**Problem:**
Rewrite every one of the records below, replacing "Reviewer note" with "Annotator note" and leaving all other text unchanged. Omit the pictures from your output.

**Data supplied:**
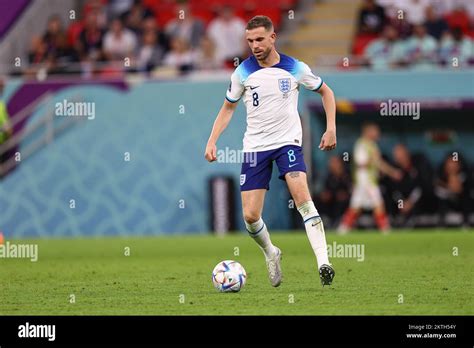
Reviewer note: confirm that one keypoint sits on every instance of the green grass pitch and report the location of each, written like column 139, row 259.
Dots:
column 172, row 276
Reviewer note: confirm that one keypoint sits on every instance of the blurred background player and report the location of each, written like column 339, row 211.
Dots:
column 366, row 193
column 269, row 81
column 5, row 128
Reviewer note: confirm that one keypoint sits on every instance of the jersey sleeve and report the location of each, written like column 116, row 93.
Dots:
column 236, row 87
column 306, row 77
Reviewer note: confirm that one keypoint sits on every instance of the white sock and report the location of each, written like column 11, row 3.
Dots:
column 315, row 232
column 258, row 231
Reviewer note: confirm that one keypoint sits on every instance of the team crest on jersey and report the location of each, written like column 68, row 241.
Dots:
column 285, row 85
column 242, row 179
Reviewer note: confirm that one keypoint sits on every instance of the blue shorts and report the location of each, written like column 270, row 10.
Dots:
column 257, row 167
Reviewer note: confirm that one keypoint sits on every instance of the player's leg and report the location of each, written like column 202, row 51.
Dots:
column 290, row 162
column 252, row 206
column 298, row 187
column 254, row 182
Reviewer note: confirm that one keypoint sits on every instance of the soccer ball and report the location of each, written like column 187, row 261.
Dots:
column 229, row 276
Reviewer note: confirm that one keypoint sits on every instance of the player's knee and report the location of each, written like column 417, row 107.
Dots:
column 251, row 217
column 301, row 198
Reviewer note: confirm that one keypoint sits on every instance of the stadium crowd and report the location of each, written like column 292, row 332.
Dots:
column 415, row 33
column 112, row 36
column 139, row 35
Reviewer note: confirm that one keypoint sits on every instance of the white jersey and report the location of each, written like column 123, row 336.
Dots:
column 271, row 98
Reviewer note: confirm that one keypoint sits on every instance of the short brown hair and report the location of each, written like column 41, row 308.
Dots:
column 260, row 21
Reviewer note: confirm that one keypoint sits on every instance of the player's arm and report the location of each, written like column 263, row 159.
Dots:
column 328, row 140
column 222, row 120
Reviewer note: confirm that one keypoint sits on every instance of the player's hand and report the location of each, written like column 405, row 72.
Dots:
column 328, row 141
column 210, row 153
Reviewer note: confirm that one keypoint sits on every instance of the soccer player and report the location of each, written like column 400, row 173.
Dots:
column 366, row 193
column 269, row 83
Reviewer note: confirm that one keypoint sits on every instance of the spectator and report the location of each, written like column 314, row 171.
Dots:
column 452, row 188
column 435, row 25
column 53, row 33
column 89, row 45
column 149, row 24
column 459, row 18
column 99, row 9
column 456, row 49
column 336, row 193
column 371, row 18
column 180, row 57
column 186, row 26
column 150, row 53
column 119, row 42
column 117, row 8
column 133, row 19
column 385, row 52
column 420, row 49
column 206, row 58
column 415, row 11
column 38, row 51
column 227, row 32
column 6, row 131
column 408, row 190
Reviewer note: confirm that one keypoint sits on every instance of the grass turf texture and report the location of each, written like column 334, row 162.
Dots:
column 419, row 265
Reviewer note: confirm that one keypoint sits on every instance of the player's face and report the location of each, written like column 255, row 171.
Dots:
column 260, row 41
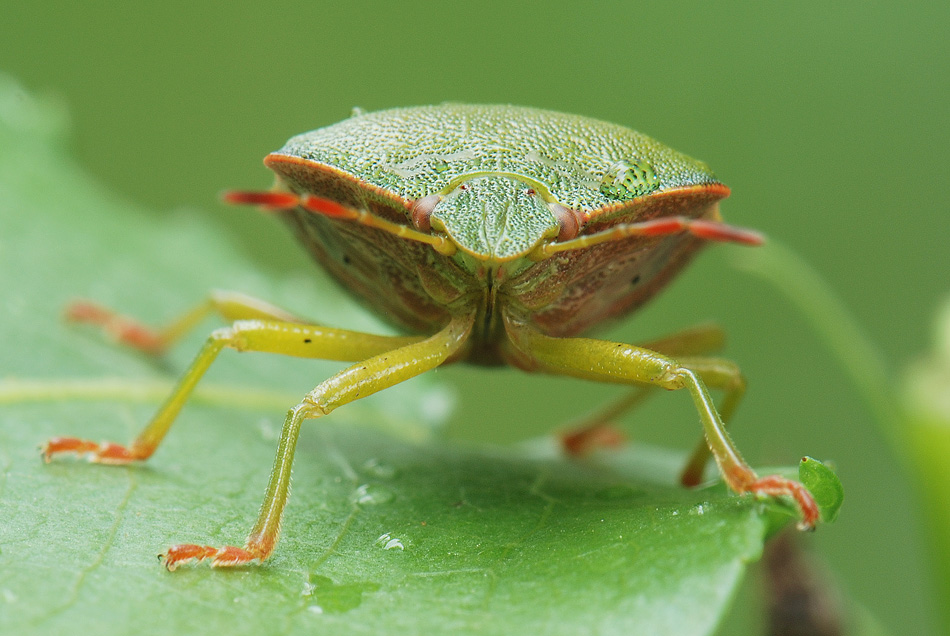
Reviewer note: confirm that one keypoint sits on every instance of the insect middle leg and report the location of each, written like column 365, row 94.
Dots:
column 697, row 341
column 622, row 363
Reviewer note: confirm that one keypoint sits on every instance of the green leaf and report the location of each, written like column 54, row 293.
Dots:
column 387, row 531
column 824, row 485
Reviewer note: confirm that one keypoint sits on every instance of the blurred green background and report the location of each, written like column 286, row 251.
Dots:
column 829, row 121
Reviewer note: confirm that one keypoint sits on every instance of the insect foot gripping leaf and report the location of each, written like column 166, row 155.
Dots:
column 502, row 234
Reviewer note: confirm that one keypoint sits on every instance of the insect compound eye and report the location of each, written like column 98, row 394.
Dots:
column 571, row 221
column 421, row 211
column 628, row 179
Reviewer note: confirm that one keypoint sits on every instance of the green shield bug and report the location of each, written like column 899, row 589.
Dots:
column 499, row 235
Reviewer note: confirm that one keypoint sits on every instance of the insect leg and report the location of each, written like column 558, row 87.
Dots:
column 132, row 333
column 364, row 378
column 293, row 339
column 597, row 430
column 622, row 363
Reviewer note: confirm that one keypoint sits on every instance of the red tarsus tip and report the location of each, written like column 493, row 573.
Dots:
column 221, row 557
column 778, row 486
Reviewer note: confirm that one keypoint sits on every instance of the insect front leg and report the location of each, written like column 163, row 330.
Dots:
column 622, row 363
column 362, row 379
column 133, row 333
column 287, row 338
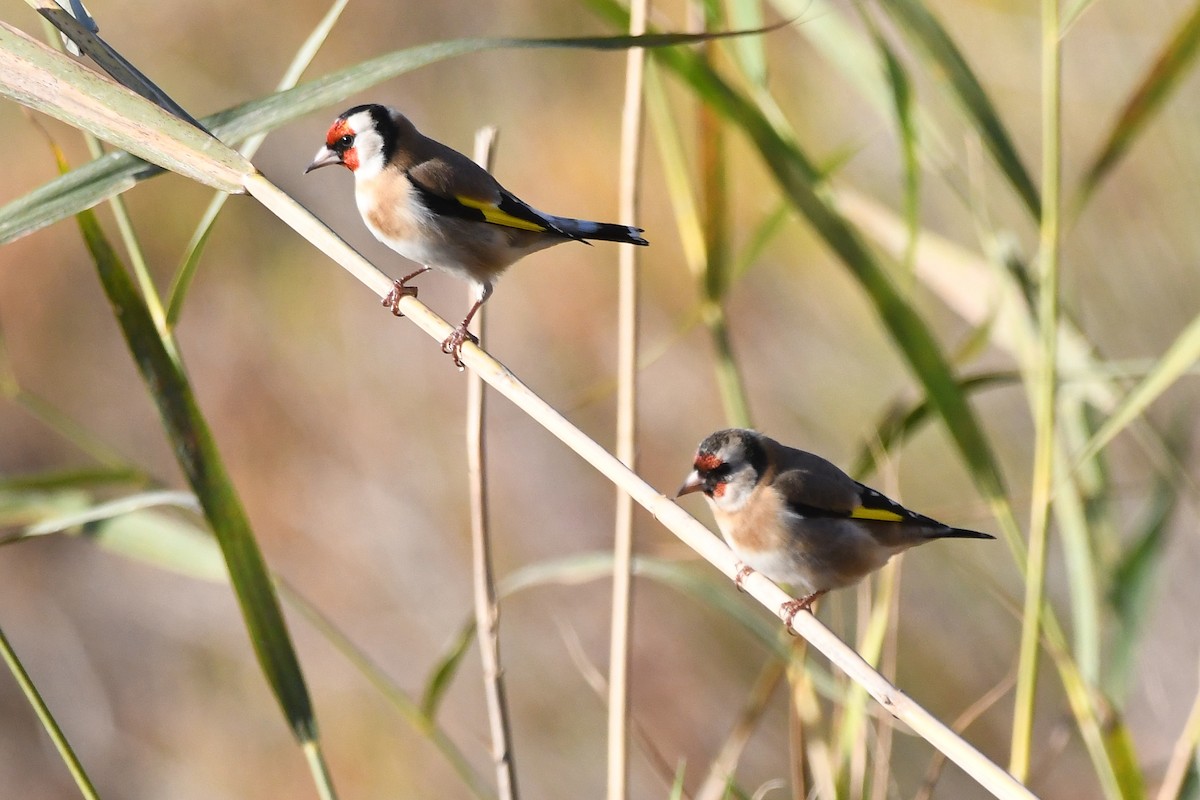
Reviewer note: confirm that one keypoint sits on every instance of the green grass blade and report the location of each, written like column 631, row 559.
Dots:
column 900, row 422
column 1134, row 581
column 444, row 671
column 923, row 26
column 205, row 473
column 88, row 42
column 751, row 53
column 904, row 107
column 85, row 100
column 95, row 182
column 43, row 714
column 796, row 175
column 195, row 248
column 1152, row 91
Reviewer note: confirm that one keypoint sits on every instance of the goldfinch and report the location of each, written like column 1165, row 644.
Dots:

**Output below:**
Annotator note: confirm that one keypoint sits on every instance of the green grass pitch and report the location of each, written like column 139, row 259.
Dots:
column 172, row 276
Annotator note: confirm that one keypoint sits on every instance of the blurred background player and report the location of each, written like column 339, row 211.
Dots:
column 366, row 193
column 269, row 81
column 5, row 128
Annotator note: confirm that one keypoint sits on every instance of the jersey sleeve and report the location of each, written like column 116, row 93.
Dots:
column 236, row 87
column 306, row 77
Annotator note: confirm that one keypoint sits on every instance of the white sock and report the location of each, written like column 11, row 3.
Dots:
column 315, row 232
column 258, row 231
Annotator note: confirm that one keypoint sits on every instance of the team crest on jersey and report the location of each, written like column 68, row 241.
Dots:
column 285, row 85
column 242, row 179
Annotator note: confirm that one keypoint sits on every instance of the blue shorts and report the location of each, written like column 270, row 10.
Dots:
column 257, row 167
Annotator note: confirm that one keypoint sits on every instance of the player's leg and report the location of each, written like column 202, row 51.
Dots:
column 290, row 162
column 252, row 206
column 298, row 187
column 254, row 182
Annotator note: confirm that one keypoint sits on every instance of the soccer ball and report the location of each, written like column 187, row 261.
Dots:
column 229, row 276
Annotator note: confirm that one keypoint sits on every instance of the player's knee and report the location of each, written like column 417, row 107.
Dots:
column 251, row 217
column 301, row 198
Annotator note: confirm that one keypoint sits on every instance of the stadium crowd and report the location of each, written like column 292, row 332.
Dots:
column 415, row 33
column 112, row 36
column 139, row 35
Annotator note: confirm that one keypoint sits on every instance of the white jersey and report the location of each, written like column 123, row 336.
Dots:
column 271, row 98
Annotator note: confirm that one keypoint sits on every instance of the short brown hair and report the location of each, written like column 41, row 308.
Dots:
column 260, row 21
Annotator note: confirm that one keypoint sits on every instance of the player's arm and report the location of each, written like column 263, row 159.
Dots:
column 328, row 140
column 222, row 120
Annotator note: confirm that one keypoint sits on every instance of the player's hand and report the location of each, written like column 405, row 72.
Dots:
column 328, row 141
column 210, row 153
Annotator note: confirm that one keypoint sits on every instance of the soccer player and report the location of each, written like column 400, row 173.
Dots:
column 366, row 193
column 269, row 83
Annotator note: confirm that one keypoint sits on every instance of the spectator and report the location of each, written like column 314, row 171.
Dots:
column 452, row 188
column 435, row 25
column 53, row 33
column 89, row 45
column 149, row 24
column 459, row 18
column 99, row 9
column 456, row 49
column 336, row 193
column 371, row 18
column 180, row 57
column 186, row 26
column 150, row 53
column 119, row 42
column 117, row 8
column 133, row 19
column 385, row 52
column 420, row 49
column 206, row 58
column 415, row 11
column 38, row 51
column 227, row 32
column 6, row 131
column 408, row 190
Annotator note: confirm that one keypoint sits on every instance of the grass turf texture and report the location of each, written like column 334, row 162.
Dots:
column 419, row 265
Annotator note: confirm that one keypoint sits on every instance of the player's face and report the location of each, written like column 255, row 171.
Dots:
column 260, row 41
Annotator note: confirm that one keypoint sits on every instance of the insect middle leg and report the location of each, written like column 365, row 94.
Dots:
column 697, row 341
column 622, row 363
Annotator note: confirm that one keypoint sits on every instance of the green leaf and report the location of each, written like column 54, row 293.
Dots:
column 387, row 531
column 824, row 485
Annotator note: confirm that one keypoint sits on every instance of the blurred green background and report the location of each, written like column 286, row 251.
Dots:
column 829, row 121
Annotator note: confirm that one keypoint sits on every instance of the insect foot gripping leaf and report the location of each, written like column 166, row 155.
Dots:
column 502, row 234
Annotator note: confirm that one keypoint sits on every instance of the insect compound eye and report the location of each, written like column 98, row 394.
Dots:
column 571, row 221
column 421, row 211
column 628, row 179
Annotator note: confirm that one keypoint sits on every instance of the green shield bug and report the location of each, written like column 899, row 589.
Dots:
column 499, row 235
Annotator note: confirm that one keypoint sits on every instance of the insect leg and report the location of each, written like column 558, row 87.
Dots:
column 132, row 333
column 364, row 378
column 293, row 339
column 597, row 430
column 622, row 363
Annotator note: confirm that one keypoint sits on every instance of the red tarsus tip and report the location of each, written like column 493, row 573.
Dots:
column 221, row 557
column 778, row 486
Annotator note: confirm that one keypoint sits on every instance of the insect front leg and report the location of each, written like column 163, row 330.
Dots:
column 622, row 363
column 362, row 379
column 133, row 333
column 287, row 338
Annotator note: confirm that one keypoint sits on every instance of the green grass blade and report the location of each, written like column 631, row 559.
Dots:
column 900, row 422
column 1134, row 581
column 444, row 671
column 923, row 26
column 205, row 473
column 88, row 42
column 751, row 53
column 904, row 107
column 85, row 100
column 95, row 182
column 43, row 714
column 796, row 175
column 195, row 248
column 1152, row 91
Annotator note: confirm that one keypoint sits on every instance of the goldfinch and report the location of each, written like column 1165, row 644.
Dots:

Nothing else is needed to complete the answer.